▶ **Work instructions**
1/ What organization did Alice Wong found, according to the memorial page below?
2/ Translate this sentence from the memorial page into Spanish: "Rebecca Heineman was born on October 30, 1963, in Whittier, California."

▶ **Extracted text**

Memorial Monday, November 10-23, 2025

Alice Wong was born on March 27, 1974 in the Indianapolis, Indiana suburbs, to parents who had immigrated from Hong Kong. She was born with spinal muscular atrophy, a neuromuscular disorder, and had stopped walking by seven or eight, and would later become an activist for the disability community and author. Wong graduated from Indiana University-Purdue University Indianapolis with a bachelor's degree in English & Sociology in 1997. She earned a master's degree in medical sociology from the University of California, San Francisco (UCSF) in 2004. Wong founded the Disability Visibility Project (DVP) and worked as Project Coordinator. DVP is a project that collects oral histories of people with disabilities in the US, run in coordination with StoryCorps and as of 2018, the projected collected roughly 140 oral histories. Wong served as an advisory board member for Asians & Pacific Islanders with Disabilities of California. In 2013, she was appointed by President Barack Obama to the National Council on Disability, an independent federal agency with advises the president, Congress, and other federal agencies on disability programs, policies, and practices. Wong served in this capacity from 2013 to 2015. For her leadership and activism on behalf of the disability community, Wong received awards from the San Francisco area - the Martin Luther King Jr Award from UCSF in 2007, the UCSF Chancellor's Disability Service Award in 2010, and the San Francisco Mayor's Disability Council Beacon Award in 2010. In 2016, she received the American Association of People with Disabilities Paul G. Hearne Leadership Award, an award for leaders with disabilities who exemplify leadership, advocacy, and dedication to the broader cross-disability community. In 2020, Wong was selected as a Ford Foundation Disability Futures Fellow and was named to the list of the BBC's 100 Women. Over the years, she has written several books - Disability Visibility: First-Person Stories from the Twenty-First Century (which has an adult copy and teen copy), Year of the Tiger: An Activist's Life, and Disability Intimacy: Essays on Love, Care, and Desire. Wong passed away on November 14, 2025 due to an infection. (The Quincy Public Library has multiple books on activism and life with disabilities, if you are interested in reading beyond Alice Wong's work.)

Rebecca Heineman was born on October 30, 1963, in Whittier, California. She was a video game designer and programmer, a gaming champion, and the co-founder of multiple video game companies. When Heineman was young, she could not afford to purchase games for her Atari and as a result, taught herself to copy cartridges and built a sizable, pirated video game collection. This eventually led to her learning to reverse engineer the console's code to understand how the games were made and worked. In 1980, Heineman went to LA with a friend to compete in a regional qualifying round of a National Atari 2600 Space Invaders champion ship and won. Later in the year, she won the championship In New York, becoming the first champion of the national U.S. video game tournament. After winning the tournament, Heineman was offered a job writing for the magazine Electronic Games and a consultancy job for a book How to Master Video Games. She was able to meet the owners of Avalon Hill, through the job at the magazine, and was hired as a programmer. In this position, she created the studio's game engine, base code for several software projects, and a manual for the company's programming team. Over the years, Heinemann programmed for various video games, created ports for a variety of platforms, was a software architect for Amazon, and trained Microsoft employees during the creation of the original Xbox. Additionally, she was the "Transgender Chair" of Amazon's LGBT group, was part of the board of directors for GLAAD, and starting in 2011, was part of the advisory board of the Videogame History Museum. In 2025, Heineman was diagnosed with adenocarcinoma, an aggressive form of cancer, and passed away on November 17, 2025. If you want to become more familiar with the history of videogames, a few books to checkout would be: Everything to Play For: How Videogames Are Changing the World, Ready Reader One: The Stories We Tell With, About, and Around Videogames, and Press Reset: The Ruin and Recovery of the Video Game Industry. QPL also has a nice collection of videogames, for those so inclined.

▶ **Provided material**
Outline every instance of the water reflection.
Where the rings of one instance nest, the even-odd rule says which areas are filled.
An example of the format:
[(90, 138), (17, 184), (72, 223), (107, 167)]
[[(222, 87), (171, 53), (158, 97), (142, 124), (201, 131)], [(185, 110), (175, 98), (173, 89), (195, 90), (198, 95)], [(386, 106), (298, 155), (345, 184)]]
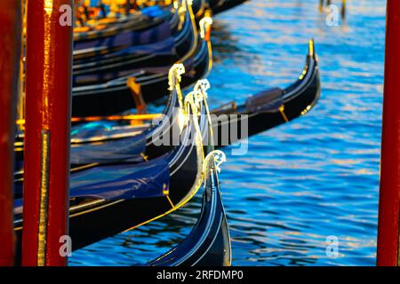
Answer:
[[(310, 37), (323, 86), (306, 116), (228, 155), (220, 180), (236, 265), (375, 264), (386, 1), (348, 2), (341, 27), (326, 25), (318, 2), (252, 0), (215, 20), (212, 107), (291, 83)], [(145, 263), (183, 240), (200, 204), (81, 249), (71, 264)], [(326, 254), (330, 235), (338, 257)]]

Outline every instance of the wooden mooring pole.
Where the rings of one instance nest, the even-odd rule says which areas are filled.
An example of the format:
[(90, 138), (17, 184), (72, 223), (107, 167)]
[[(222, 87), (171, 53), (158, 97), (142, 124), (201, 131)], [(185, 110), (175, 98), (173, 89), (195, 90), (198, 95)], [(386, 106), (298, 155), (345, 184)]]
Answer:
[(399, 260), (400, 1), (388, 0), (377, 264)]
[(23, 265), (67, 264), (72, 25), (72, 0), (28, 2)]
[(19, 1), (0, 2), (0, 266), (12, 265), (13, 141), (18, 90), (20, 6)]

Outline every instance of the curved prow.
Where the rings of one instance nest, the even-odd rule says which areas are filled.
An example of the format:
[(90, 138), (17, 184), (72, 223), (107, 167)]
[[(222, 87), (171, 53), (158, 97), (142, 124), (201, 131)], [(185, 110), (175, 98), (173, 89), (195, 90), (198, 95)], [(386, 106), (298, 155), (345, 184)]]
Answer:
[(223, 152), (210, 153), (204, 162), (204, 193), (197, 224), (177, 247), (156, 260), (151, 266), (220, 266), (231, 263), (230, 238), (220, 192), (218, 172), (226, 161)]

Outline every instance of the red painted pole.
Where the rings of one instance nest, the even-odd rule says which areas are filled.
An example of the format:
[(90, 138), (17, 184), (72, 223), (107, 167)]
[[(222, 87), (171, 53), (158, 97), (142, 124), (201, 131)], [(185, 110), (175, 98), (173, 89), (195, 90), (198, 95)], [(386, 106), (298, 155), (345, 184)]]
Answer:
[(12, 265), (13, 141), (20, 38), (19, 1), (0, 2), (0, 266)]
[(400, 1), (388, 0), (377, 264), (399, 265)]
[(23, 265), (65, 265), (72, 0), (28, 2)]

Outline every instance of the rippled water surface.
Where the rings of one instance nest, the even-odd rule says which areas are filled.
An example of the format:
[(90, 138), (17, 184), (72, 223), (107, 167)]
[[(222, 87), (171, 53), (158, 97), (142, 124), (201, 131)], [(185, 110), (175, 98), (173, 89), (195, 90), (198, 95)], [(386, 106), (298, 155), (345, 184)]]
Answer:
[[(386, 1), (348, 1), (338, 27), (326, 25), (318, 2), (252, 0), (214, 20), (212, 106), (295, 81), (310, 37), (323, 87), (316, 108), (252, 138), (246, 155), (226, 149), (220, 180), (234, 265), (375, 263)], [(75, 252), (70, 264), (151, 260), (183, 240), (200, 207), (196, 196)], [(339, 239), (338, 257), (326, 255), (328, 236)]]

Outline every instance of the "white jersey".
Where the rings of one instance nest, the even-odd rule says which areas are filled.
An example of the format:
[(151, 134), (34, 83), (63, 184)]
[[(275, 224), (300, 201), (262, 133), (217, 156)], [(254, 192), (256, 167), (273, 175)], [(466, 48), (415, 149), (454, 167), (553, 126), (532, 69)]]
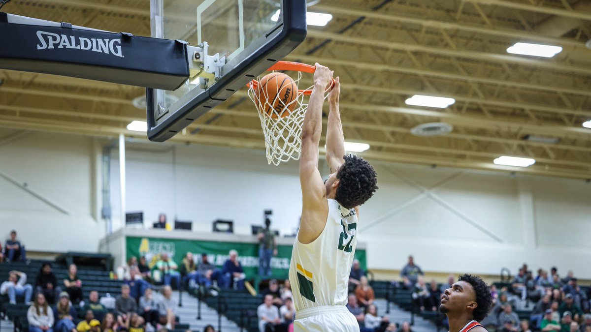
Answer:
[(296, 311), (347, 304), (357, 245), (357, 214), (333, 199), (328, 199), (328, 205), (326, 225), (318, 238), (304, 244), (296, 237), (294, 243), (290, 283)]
...
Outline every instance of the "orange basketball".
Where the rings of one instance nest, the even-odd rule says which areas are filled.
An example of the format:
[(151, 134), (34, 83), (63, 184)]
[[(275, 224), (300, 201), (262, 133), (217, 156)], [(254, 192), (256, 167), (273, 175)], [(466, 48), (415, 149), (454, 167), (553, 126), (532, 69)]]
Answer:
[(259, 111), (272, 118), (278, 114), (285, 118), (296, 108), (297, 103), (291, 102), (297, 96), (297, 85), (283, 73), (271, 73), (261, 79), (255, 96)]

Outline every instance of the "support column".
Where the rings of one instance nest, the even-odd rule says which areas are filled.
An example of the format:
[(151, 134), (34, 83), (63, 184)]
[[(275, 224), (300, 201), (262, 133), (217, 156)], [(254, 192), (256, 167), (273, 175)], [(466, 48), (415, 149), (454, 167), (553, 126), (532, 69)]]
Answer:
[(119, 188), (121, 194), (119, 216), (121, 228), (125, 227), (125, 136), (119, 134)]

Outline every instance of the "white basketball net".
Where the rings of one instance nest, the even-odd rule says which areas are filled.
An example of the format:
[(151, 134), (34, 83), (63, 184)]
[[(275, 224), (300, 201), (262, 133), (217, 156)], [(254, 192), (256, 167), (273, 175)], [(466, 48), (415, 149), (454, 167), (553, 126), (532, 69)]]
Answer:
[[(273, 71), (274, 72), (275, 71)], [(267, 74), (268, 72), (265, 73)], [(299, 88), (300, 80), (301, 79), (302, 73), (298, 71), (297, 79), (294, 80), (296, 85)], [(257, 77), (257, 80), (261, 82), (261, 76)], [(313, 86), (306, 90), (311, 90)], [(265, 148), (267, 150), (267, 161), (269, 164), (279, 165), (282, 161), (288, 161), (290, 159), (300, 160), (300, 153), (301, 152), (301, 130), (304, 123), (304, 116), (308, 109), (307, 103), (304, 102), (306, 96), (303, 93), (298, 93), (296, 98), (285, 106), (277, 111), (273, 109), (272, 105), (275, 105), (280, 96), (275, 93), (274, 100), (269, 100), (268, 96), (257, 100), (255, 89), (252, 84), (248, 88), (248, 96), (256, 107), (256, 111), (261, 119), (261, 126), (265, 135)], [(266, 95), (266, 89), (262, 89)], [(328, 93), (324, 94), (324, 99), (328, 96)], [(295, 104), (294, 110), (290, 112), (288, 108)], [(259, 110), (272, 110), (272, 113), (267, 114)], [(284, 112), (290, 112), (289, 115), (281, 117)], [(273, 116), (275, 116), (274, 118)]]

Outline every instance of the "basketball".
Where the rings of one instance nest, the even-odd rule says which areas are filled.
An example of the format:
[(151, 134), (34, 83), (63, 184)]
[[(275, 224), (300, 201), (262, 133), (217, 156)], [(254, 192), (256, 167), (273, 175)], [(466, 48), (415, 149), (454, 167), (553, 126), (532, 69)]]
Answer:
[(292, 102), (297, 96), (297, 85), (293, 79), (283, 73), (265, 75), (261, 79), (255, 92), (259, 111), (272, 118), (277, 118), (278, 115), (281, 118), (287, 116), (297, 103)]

▶ **Solutions below**
1/ The Disability Visibility Project (DVP).

2/ Rebecca Heineman nació el 30 de octubre de 1963 en Whittier, California.